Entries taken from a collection
<<<<
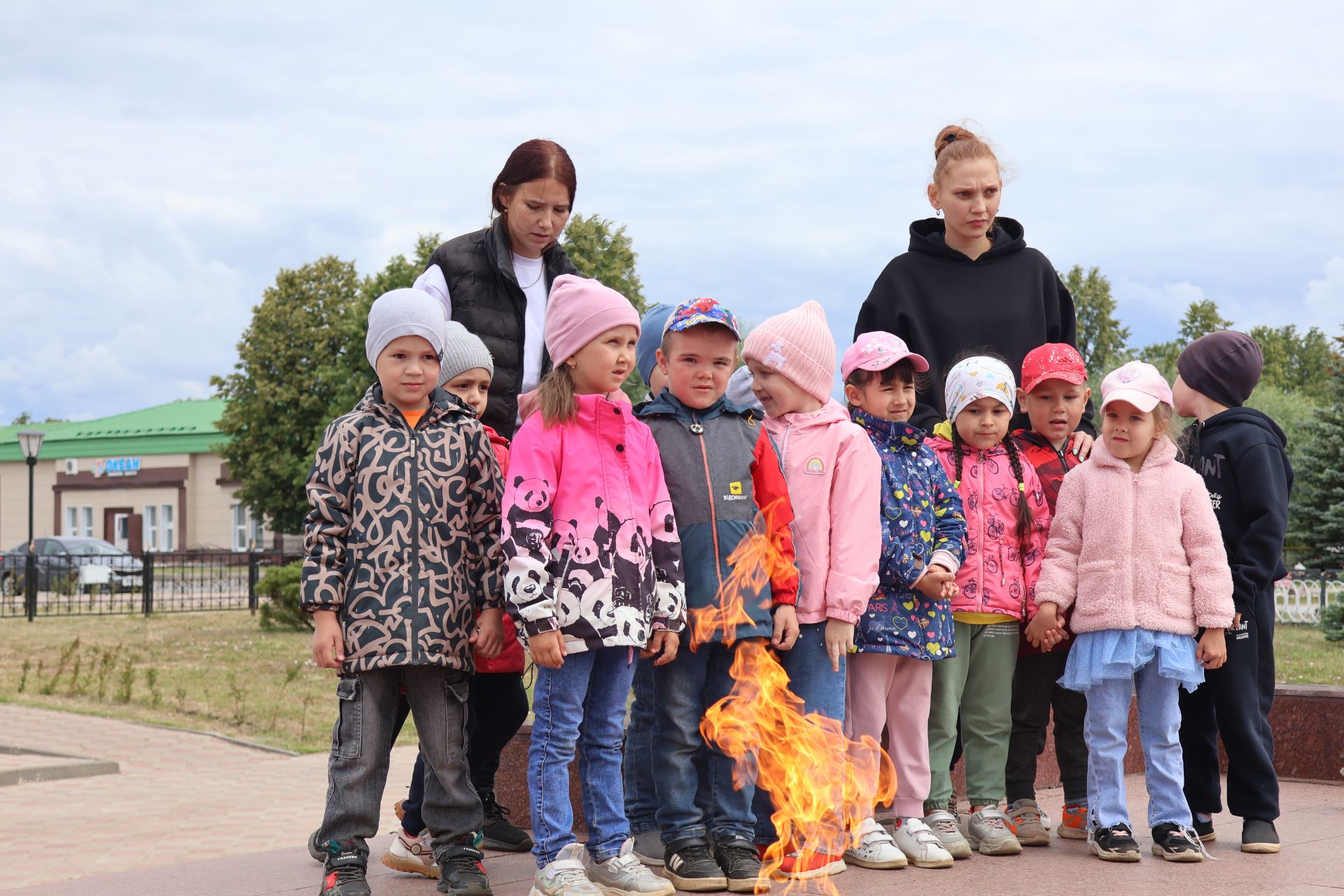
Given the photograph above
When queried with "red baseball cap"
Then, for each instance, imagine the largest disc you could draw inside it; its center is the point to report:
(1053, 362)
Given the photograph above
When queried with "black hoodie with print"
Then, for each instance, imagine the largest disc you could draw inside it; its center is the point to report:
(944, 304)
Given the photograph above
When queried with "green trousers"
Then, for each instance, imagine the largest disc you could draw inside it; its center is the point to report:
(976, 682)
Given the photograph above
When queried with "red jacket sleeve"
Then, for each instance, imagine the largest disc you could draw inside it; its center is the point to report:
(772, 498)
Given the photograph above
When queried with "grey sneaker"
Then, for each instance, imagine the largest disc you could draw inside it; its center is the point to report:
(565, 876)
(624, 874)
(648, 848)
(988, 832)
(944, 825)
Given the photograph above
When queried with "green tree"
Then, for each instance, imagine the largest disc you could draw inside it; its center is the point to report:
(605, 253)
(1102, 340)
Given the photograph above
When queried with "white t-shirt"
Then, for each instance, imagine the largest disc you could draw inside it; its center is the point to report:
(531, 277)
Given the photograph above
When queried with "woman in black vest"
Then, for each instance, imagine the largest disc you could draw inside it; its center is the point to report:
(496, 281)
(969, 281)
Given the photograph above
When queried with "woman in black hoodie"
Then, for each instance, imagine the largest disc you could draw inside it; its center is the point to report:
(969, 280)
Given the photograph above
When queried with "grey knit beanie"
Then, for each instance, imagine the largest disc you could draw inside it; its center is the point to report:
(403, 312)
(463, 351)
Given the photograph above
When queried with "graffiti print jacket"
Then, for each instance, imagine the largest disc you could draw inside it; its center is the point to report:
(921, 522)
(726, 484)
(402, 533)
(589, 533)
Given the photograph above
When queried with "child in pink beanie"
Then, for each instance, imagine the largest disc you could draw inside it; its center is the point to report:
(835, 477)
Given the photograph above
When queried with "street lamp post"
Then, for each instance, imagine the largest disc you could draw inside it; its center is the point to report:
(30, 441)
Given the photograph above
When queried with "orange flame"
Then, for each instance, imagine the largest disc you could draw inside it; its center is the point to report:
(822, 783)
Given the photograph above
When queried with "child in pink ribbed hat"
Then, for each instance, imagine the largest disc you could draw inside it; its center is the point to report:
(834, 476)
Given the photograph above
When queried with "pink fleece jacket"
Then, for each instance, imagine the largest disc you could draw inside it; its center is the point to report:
>>>>
[WHAT THE TASK REQUIRES]: Your task is to gather all lines from the entries above that hold the word "black".

[RESPONSE TO THE TASK]:
When queried with "black hoodie with print"
When queried with "woman in black vest"
When queried with "woman in black hoodie"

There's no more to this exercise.